• _SOURCE DATA_:
%%
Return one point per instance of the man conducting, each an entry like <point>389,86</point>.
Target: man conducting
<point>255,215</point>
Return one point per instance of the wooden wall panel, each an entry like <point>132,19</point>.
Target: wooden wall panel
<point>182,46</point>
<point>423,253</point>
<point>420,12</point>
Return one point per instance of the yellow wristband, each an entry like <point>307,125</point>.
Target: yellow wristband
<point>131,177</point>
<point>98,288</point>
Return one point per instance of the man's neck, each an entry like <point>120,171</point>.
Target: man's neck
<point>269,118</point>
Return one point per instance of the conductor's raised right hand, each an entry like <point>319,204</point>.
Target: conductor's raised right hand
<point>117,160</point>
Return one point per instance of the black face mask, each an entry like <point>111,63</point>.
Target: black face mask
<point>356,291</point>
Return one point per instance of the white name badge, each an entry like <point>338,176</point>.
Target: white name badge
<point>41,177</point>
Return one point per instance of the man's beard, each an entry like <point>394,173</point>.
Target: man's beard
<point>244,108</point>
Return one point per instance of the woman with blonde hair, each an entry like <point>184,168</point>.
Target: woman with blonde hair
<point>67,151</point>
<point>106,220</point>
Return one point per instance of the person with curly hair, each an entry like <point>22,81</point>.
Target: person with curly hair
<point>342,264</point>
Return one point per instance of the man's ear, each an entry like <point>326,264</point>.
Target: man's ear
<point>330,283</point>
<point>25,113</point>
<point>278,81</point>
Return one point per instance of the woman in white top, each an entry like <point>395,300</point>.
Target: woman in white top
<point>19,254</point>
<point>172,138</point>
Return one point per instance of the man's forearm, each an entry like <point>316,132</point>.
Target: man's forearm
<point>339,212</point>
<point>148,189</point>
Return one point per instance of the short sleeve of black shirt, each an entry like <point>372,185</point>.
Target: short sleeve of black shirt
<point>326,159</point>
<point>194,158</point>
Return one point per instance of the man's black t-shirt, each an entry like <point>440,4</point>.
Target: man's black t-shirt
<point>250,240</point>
%%
• _AIM OF THE TASK_:
The response must consist solely of the lines from the one with "Return one point per instance of the man's ear, each" through the end of the listing above, copied exactly; please include the first and the last.

• _YOUR SOLUTION_:
Return one point per instance of the man's ear, each an entry like <point>326,264</point>.
Target: man's ear
<point>330,283</point>
<point>25,113</point>
<point>278,81</point>
Return one point per instance of the woman in white top, each an entry like <point>395,300</point>.
Target: woman in white top
<point>19,254</point>
<point>172,138</point>
Return one point per instance of the man's forearm, each an entry like <point>316,132</point>.
Target: man's forearm
<point>339,212</point>
<point>148,189</point>
Return one point per instance of the short sleeve of black shirt, each an entry like <point>372,185</point>.
Target: short sleeve of black shirt
<point>326,159</point>
<point>194,158</point>
Return one point per instance of the man's black t-shirt, each an entry like <point>440,4</point>.
Target: man's black t-shirt
<point>250,240</point>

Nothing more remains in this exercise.